SOURCE EXTRACT -
So Sam Ath stood quickly in his light blue uniform after hearing his name called by the judge in the Phnom Penh Municipal Court of Appeal in late June. He had already been sentenced recently in Takeo and this was his appeal hearing, in a desperate bid to get a retrial on drug possession charges or a rehearing for a lighter sentence.

At just 27 years old, Sam Ath had already served time in prison previously. The first time around he was imprisoned for seven years in Takeo province in 2015 on a charge of aggravated intentional violence resulting in the death of the victim.

In response to the judge’s questions, Sam Ath explained that back in early 2014 when he was only 20, he had gotten into an argument with another young man and he hit him on the neck with a wooden pole, intending to harm him – but not to kill him.

One day later he was arrested and placed in the Takeo detention facility and eventually he was sentenced by the Takeo Provincial Court to seven years in prison. The outcome could have been far worse for him.

However, after finishing his sentence mid-way through 2021, Sam Ath was released – but he was free for just three months before getting arrested again, this time for possession of three small packages of methamphetamines.

DATA SUPPLIED -
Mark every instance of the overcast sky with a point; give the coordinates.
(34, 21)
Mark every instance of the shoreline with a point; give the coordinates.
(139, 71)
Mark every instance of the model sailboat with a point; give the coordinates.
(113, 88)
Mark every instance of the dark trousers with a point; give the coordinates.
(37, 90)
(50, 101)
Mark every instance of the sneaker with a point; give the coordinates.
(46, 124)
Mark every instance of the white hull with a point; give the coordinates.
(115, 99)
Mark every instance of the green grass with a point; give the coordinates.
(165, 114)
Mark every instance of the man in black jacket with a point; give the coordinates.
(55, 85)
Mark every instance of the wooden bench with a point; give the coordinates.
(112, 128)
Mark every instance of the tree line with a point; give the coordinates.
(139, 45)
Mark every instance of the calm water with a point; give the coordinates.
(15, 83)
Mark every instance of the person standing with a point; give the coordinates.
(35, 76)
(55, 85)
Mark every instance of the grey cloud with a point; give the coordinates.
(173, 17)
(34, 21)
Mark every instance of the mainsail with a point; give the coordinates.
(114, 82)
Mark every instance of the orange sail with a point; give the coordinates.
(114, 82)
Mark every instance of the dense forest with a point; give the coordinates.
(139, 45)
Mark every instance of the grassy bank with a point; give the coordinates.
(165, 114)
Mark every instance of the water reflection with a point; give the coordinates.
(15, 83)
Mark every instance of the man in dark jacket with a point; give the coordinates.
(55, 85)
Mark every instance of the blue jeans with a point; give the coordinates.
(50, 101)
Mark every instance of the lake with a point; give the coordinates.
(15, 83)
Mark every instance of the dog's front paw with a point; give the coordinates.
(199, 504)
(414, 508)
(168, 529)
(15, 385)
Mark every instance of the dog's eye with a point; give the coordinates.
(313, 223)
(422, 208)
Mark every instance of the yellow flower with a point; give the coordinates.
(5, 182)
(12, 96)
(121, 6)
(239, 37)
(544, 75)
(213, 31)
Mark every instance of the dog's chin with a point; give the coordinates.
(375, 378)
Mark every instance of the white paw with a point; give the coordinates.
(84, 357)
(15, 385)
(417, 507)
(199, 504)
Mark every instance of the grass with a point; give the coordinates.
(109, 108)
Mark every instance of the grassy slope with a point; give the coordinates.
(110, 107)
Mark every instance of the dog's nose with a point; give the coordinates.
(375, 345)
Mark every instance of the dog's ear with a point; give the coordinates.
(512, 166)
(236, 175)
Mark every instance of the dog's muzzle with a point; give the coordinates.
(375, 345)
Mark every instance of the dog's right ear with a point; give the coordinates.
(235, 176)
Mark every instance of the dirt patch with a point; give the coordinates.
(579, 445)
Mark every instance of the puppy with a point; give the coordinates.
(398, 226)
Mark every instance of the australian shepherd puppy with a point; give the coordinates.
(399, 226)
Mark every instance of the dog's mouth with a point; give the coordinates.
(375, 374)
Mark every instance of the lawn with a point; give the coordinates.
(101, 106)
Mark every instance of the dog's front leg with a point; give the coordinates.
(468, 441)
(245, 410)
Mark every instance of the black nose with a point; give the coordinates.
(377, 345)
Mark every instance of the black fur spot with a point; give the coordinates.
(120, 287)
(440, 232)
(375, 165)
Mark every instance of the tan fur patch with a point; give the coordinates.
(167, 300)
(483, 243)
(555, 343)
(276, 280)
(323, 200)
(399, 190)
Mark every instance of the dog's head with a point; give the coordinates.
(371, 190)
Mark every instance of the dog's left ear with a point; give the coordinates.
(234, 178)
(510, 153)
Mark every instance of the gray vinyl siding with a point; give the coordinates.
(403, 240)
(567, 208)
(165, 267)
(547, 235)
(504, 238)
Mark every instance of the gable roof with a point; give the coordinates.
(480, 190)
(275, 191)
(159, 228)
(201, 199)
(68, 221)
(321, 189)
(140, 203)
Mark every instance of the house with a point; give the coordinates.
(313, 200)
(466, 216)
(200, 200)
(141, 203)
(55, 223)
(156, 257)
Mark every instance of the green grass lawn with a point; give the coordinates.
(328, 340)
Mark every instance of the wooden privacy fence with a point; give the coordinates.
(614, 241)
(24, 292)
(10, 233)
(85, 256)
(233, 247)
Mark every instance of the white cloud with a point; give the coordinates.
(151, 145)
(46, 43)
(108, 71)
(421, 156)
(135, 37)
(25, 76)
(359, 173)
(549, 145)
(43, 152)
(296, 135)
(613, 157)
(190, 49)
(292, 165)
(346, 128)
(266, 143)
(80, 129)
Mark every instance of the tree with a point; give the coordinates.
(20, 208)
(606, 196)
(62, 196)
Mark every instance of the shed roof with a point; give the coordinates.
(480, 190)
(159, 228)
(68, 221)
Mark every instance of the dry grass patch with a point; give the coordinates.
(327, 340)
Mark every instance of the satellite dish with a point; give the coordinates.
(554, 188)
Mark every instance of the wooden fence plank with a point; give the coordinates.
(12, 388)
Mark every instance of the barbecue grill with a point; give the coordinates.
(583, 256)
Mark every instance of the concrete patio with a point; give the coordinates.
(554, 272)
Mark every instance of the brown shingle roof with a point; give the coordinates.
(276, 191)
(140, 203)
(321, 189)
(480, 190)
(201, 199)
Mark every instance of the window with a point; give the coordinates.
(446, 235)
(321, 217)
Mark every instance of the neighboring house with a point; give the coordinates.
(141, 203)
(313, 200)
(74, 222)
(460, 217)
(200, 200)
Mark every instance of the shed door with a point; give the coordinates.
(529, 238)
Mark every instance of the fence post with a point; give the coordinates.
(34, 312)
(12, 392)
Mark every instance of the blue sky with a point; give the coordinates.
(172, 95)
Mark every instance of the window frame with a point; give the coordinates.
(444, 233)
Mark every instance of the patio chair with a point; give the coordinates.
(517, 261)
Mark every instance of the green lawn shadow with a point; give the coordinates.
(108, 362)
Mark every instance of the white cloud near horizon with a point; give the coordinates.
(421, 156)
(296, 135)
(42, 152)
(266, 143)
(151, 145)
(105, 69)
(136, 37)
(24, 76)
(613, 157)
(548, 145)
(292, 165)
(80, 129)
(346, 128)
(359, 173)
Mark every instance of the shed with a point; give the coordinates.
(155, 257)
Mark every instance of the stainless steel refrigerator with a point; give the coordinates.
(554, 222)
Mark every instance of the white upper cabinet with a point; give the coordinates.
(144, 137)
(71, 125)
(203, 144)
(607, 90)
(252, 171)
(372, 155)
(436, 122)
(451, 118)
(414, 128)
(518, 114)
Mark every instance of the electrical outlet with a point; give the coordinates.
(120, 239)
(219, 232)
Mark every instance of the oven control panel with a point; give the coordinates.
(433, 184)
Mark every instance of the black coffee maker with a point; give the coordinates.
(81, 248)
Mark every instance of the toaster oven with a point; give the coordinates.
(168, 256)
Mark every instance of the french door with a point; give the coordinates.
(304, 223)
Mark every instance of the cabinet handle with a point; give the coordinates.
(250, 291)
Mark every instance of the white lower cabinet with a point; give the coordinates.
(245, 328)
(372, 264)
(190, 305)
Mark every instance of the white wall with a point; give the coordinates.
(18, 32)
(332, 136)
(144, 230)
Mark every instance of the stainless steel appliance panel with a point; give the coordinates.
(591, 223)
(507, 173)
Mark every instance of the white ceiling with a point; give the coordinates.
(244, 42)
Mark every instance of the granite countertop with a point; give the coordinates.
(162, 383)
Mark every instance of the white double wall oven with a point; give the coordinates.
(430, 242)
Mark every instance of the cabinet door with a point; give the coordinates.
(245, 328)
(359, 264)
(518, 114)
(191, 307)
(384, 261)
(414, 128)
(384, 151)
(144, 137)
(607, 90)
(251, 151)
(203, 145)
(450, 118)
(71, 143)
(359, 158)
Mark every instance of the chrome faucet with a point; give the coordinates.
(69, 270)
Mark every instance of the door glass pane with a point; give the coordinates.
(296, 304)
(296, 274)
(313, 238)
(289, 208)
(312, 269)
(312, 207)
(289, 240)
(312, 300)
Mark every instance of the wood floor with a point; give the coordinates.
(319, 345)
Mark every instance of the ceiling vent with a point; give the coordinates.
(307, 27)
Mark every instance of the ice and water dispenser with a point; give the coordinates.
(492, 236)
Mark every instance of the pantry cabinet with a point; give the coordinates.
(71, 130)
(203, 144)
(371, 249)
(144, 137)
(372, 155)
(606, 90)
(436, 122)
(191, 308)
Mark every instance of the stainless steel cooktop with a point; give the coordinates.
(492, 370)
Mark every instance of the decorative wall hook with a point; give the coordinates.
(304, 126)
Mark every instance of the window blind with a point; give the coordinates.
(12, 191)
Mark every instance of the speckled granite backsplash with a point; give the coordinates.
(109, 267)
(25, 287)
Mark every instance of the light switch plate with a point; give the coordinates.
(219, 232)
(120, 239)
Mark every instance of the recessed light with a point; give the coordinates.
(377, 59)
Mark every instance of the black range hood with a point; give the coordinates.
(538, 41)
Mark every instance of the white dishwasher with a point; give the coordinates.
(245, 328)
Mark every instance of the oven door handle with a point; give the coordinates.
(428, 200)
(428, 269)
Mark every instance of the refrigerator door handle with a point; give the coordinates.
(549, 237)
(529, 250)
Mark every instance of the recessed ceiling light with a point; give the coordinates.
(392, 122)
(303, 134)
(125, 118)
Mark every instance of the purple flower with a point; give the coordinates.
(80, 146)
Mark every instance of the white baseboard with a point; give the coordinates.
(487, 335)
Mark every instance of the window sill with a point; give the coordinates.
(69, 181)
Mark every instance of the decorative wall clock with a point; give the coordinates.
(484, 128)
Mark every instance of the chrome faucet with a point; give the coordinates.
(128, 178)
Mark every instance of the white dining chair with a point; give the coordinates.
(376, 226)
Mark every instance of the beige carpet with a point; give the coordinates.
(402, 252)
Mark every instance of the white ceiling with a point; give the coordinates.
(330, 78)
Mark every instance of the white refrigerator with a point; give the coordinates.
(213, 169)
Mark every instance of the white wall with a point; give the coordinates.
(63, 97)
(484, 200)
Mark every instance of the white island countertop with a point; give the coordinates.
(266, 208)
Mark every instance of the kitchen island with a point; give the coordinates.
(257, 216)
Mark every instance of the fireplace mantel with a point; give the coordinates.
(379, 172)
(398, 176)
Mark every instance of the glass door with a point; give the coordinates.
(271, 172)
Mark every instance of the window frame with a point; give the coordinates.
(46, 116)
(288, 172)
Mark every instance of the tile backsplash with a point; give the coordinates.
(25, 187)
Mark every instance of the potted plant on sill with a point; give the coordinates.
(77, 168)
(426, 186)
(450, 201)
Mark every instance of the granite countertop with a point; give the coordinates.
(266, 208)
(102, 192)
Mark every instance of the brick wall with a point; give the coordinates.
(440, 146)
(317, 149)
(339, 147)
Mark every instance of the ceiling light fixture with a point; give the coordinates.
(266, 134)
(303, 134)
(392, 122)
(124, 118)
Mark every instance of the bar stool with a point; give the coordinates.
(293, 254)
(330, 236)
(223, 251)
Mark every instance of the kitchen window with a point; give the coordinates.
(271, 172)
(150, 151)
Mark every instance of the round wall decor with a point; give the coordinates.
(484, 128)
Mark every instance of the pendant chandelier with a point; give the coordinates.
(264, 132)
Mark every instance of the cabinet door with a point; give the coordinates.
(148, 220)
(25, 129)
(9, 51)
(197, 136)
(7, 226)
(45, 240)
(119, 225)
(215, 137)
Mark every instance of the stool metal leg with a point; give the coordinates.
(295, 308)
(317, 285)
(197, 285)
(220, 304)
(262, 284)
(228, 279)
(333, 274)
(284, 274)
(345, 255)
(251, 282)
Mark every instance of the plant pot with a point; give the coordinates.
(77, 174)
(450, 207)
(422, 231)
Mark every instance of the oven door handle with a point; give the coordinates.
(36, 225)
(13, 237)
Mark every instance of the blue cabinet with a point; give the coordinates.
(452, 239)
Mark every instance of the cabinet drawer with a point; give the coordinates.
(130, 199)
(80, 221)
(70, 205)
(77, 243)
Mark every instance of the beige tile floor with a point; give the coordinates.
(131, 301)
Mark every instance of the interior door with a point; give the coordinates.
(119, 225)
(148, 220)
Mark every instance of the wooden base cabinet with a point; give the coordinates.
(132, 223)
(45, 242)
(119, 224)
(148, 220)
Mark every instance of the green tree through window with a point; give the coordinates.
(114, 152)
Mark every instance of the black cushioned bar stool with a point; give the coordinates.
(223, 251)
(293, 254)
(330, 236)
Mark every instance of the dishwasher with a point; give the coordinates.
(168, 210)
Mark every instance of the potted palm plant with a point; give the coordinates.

EXERCISE TASKS -
• 1. List every year mentioned in the Sam Ath article, in the order in which each first appears.
• 2. Extend the Sam Ath article by several paragraphs, beginning after its final sentence about his arrest for possession of methamphetamines.
The records are separate material and are not part of the Sam Ath article.

RESPONSES -
• 1. 2015, 2014, 2021

• 2.
The Takeo court had sentenced him to three more years in prison.

Unlike some other luckier appellants that day, Sam Ath’s conviction and sentence were upheld by the Court of Appeal and he was ordered to finish the rest of his prison term in Takeo province minus the time he had already spent in detention since his arrest last year.

“I regret my actions and I will stop committing crimes and causing problems in society. When I finish my three-years, I want to be a good person and live in society like a normal citizen,” Sam Ath said to the courtroom at the close of his appeal hearing.

Yong Kim Eng, president of the NGO People’s Centre for Development and Peace, told The Post that the problems with youth gangs had been occurring in Cambodia for a long time – sometimes more and sometimes less. However, he observed that all these youth crime problems happened for identifiable reasons.

The first problem, according to Kim Eng, is the sale and use of illegal drugs.

“When they do drugs, violence is always the result. And when they sell drugs, they form gangs to organise their activities involving the drug trade,” he said.

Kim Eng said the second problem is related to materialism in society and the wealth gap between the rich and the poor. The youths who are poor see selling drugs as a way to get rich or at least earn some money. They also form gangs in order to compete with others and it follows the psychology of power-seeking behaviour by those who have little power in the grand scheme of society.

“I’ve also observed social behaviours online where hostility and abusive language have become the norm for regular internet users and also among some politicians and well-known people and it seems to be teaching young people to adapt to the use of abusive language and violence in other forms.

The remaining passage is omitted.